| TO DO |
Render every line of the records below as a Markdown table with two columns, Row and Line, numbering the rows in order and omitting any blank lines.

(Entries drawn from a collection)
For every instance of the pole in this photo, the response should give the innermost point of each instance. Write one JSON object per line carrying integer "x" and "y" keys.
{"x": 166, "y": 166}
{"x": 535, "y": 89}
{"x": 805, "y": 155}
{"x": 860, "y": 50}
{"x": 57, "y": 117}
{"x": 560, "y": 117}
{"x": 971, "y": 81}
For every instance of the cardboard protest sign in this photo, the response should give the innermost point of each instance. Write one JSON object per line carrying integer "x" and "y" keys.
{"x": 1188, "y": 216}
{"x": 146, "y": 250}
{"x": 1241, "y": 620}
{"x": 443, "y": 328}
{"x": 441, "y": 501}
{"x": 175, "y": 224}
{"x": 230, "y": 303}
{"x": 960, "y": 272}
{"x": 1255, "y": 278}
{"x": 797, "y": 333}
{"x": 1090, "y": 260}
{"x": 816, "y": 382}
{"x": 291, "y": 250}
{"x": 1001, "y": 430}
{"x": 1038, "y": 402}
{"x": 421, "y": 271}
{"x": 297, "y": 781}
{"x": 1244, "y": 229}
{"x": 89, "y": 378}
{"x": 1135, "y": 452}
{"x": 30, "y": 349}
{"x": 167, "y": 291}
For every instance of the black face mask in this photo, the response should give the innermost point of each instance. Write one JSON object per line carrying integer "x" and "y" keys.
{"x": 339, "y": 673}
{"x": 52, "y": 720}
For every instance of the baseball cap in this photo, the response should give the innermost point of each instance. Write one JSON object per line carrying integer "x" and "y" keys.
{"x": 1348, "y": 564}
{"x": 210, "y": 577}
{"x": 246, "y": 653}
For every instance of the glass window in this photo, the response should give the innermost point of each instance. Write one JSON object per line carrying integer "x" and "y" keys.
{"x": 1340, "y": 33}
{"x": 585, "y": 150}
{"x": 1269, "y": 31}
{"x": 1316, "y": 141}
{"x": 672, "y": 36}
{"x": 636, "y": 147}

| TASK RESPONSE |
| Row | Line |
|---|---|
| 1 | For every instance of the pole in this photo, the response should give the innermost point of each instance. Write one JSON object per line carrying integer "x" and "y" keys. |
| 2 | {"x": 166, "y": 166} |
| 3 | {"x": 535, "y": 89} |
| 4 | {"x": 805, "y": 155} |
| 5 | {"x": 860, "y": 50} |
| 6 | {"x": 57, "y": 117} |
| 7 | {"x": 560, "y": 117} |
| 8 | {"x": 971, "y": 81} |
| 9 | For every instance of the cardboard protest sign in this photo, the response should give the innermost point of each instance. Write one JSON object per line carrying integer "x" and "y" keys. |
| 10 | {"x": 1188, "y": 216} |
| 11 | {"x": 146, "y": 250} |
| 12 | {"x": 1241, "y": 620} |
| 13 | {"x": 443, "y": 328} |
| 14 | {"x": 441, "y": 501} |
| 15 | {"x": 175, "y": 224} |
| 16 | {"x": 230, "y": 303} |
| 17 | {"x": 960, "y": 272} |
| 18 | {"x": 1255, "y": 278} |
| 19 | {"x": 797, "y": 333} |
| 20 | {"x": 1090, "y": 260} |
| 21 | {"x": 816, "y": 382} |
| 22 | {"x": 291, "y": 250} |
| 23 | {"x": 1001, "y": 430} |
| 24 | {"x": 1038, "y": 402} |
| 25 | {"x": 421, "y": 271} |
| 26 | {"x": 297, "y": 781} |
| 27 | {"x": 1244, "y": 229} |
| 28 | {"x": 89, "y": 378} |
| 29 | {"x": 1135, "y": 452} |
| 30 | {"x": 30, "y": 349} |
| 31 | {"x": 167, "y": 291} |
| 32 | For every instance of the black face mask in this photo, the response should give the innermost point of each instance. Write one JSON object per line carrying integer "x" and "y" keys. |
| 33 | {"x": 339, "y": 673} |
| 34 | {"x": 52, "y": 720} |
| 35 | For every instance of the baseball cap in this photo, the response should give the innermost point of each instance. Write one JSON object per line carrying integer "x" and "y" keys. |
| 36 | {"x": 1348, "y": 564} |
| 37 | {"x": 210, "y": 577} |
| 38 | {"x": 246, "y": 653} |
| 39 | For every instance of the glass window in this photo, the response should give the innermost point of each instance. Write one JSON object per line carrying integer "x" and "y" keys. |
| 40 | {"x": 1340, "y": 33} |
| 41 | {"x": 585, "y": 150} |
| 42 | {"x": 1269, "y": 31} |
| 43 | {"x": 1316, "y": 141} |
| 44 | {"x": 672, "y": 36} |
| 45 | {"x": 636, "y": 147} |